● Trecho da página:
───

Procurei outros especialistas, Rio de Janeiro, São Paulo, Belo Horizonte, EUA, todos pareciam entender que somente uma cirurgia era a possível solução, e eu discordava. Taiga levava vida normal, e isso para mim era sinal de que não deveria operá-la, ainda mais em se tratando de uma área tão nobre do cérebro, como todos afirmavam.

Em 2004, conheci Dr. Luiz Cláudio Modesto Pereira, neurocirurgião, que acompanha Taiga ainda hoje. Ele descartou a cirurgia e continuamos apenas no acompanhamento por imagens. Com o passar dos anos, Dr. Luiz Cláudio preocupou-se com o aumento em número de lesões no cérebro de Taiga, e sugeriu que fizéssemos a investigação genética, para verificar se Taiga tinha a forma familiar da doença. Fez contado com um geneticista na Alemanha, então, foi feito o primeiro teste genético da Taiga, da irmã, do pai e o meu também. Não recebemos o sequenciamento genético, mas fomos informados pela geneticista que apenas Taiga tinha mutação em CCM1, a forma mais comum da doença.

───

● Dados disponíveis:
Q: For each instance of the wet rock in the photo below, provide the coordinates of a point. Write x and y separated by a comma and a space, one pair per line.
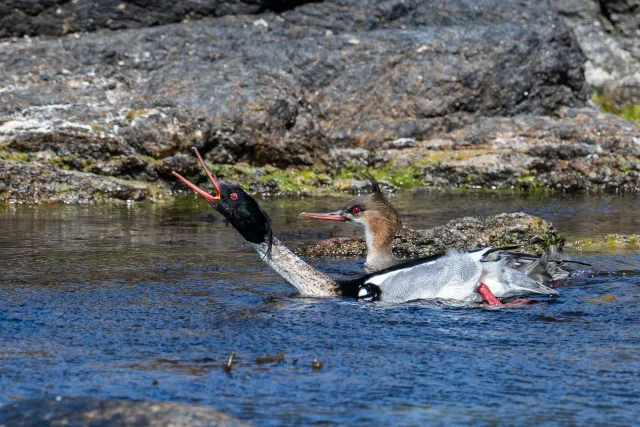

───

● Tarefas:
a) Liste os lugares onde, segundo o relato sobre a doença de Taiga, foram procurados outros especialistas.
b) Dê continuidade ao relato sobre a doença de Taiga a partir do ponto em que ele termina.

● Respostas esperadas:
a) Rio de Janeiro; São Paulo; Belo Horizonte; EUA.

b)
No ano de 2008, fiz o primeiro contato com Connie Lee, fundadora presidente de Angioma Alliance ONG nos EUA. (http://www.angiomaalliance.org/), ela também tem uma filha com Cavernoma Cerebral. Connie foi extremamente receptiva e atenciosa. Trocamos emails, tornei-me voluntária da Angioma Alliance, e foi criado um e-mail para mim, disponibilizado no site da Angioma Alliance, para que os pacientes de língua portuguesa fizessem contato comigo. Desde então, recebo e-mails de pacientes brasileiros em busca de informações saber da doença. São em grande maioria, pessoas desesperadas com o laudo de uma doença desconhecida, que relatam as dificuldades vividas, dividindo suas histórias de frustrações e diagnósticos equivocados. São muitos os pedidos de ajuda.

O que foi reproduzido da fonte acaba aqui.